→ Document segment:
*** Block opens ***

(Minghui.org) Ms. Wang Xinrong was taking care of her sister-in-law, who’d had a stroke and was in a hospital in Qingdao City, Shandong Province, on June 4, 2019, when the police showed up and arrested her.
Her sister-in-law was greatly upset and passed away the next day.
Ms. Wang, 64, a native of Qitaihe City, Heilongjiang Province, had been on the run during the past three years to avoid being persecuted for refusing to give up her faith in Falun Gong, a spiritual discipline that has been persecuted by the Chinese communist regime since 1999.
She was first arrested on May 8, 2016, but was later released on bail after she developed high blood pressure and was denied admission by a local detention center. Because the police frequently harassed her at home, she moved away to hide.
She eventually settled down in Qingdao and helped take care of her sister-in-law, who was hospitalized after suffering a stroke.
She was reported to the police through the hospital's facial recognition system that is connected to the police's online Wanted List.
The local police ransacked Ms. Wang's home in Qingdao and took her to Jimo Detention Center. They also informed the police in Qitaihe City to come as soon as possible to take her back to her hometown.
Qitaihe police officers traveled more than 1,300 miles to Qingdao, put Ms. Wang in handcuffs and shackles, and made her wear them all the way home while taking trains and buses.
Facing Further Prosecution
Ms. Wang's husband and her lawyer went to Qitaihe Detention Center on June 12, 2019, but security refused to allow them to meet, claiming they didn't have enough documents.
After they prepared all the required documents, Zhang Dong, the head of the detention center, still refused to grant them a meeting with Ms. Wang, after having them wait for him the entire morning.
Although Zhang later allowed the lawyer to visit Ms. Wang the next day, security made the lawyer wait from early morning until 2:40 p.m. before letting him in to see his client.
Ms. Wang told the lawyer that she was suffering from high blood pressure again. The detention center was trying to force her to take some unknown drugs, but she refused to comply, fearing she would be poisoned, as many other Falun Gong practitioners had been.
On June 21, 17 days following Ms. Wang's arrest, her son received a call from Kou Yanlong, an officer from the Xinxing Police Station, who said that Ms. Wang's case had been submitted to the court and the judge was planning to sentence her without a trial.
Ms. Wang's husband was shocked to hear that and went to the police station and talked to Kou himself the next day.
Kou initially repeated a lot of the propaganda spread by the government attacking Falun Gong, but he later confessed to Ms. Wang's husband that her arrest had just been approved by the Xinxing Procuratorate, which had yet to indict her.
Worried about his wife, he hired another lawyer to represent her.
Zhang, the head of the detention center, attempted to prevent the new lawyer from meeting with Ms. Wang, but the lawyer persisted and saw her on July 6.
As soon as the lawyer entered the visitors’ room, a guard came in and told him to persuade Ms. Wang to take her medicine. The lawyer refused.
Ms. Wang told the lawyer that officers Wang Shouren and Kou Yanlong from the Xinxing Police Station had interrogated her several times and attempted to force her to plead guilty for practicing Falun Gong. She said she insisted that she was innocent, that upholding her faith was not a crime.
Because Ms. Wang's blood pressure was as high as 230 mmHg, the lawyer submitted a bail request for her to the police on July 8. They haven't responded to the lawyer at the time of writing, and her family is very worried about her.

*** Block closes ***

→ Exercise data:
*** Block opens ***

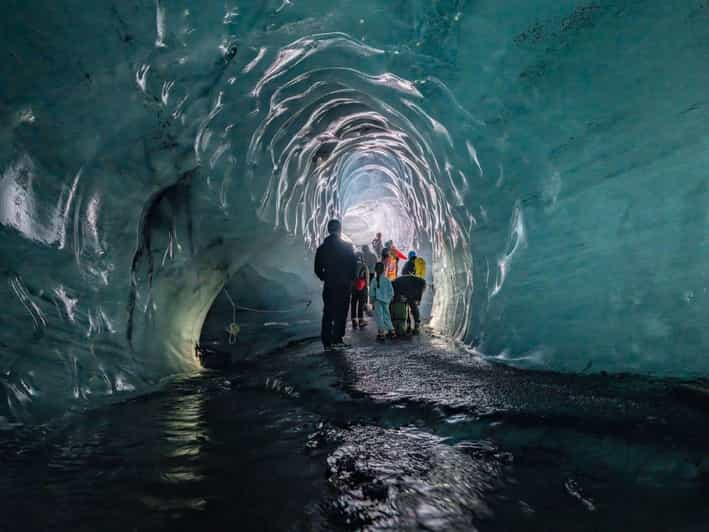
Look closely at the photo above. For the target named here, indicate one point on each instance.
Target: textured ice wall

*** Block closes ***
*** Block opens ***

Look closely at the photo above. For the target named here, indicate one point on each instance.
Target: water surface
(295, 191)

*** Block closes ***
*** Block opens ***

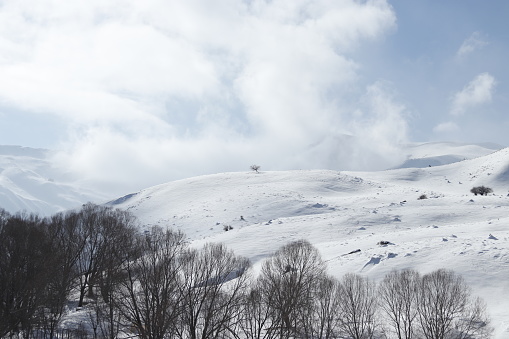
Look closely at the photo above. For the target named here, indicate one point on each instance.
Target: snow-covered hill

*** Block closes ***

→ Exercise:
Answer these questions using the article about Ms. Wang Xinrong's arrest:
(a) On what date was Ms. Wang first arrested?
(b) What detention center did the Qingdao police take her to?
(c) On what date did the second lawyer see her?
You won't need the entries above.

→ Expected answer:
(a) May 8, 2016
(b) Jimo Detention Center
(c) July 6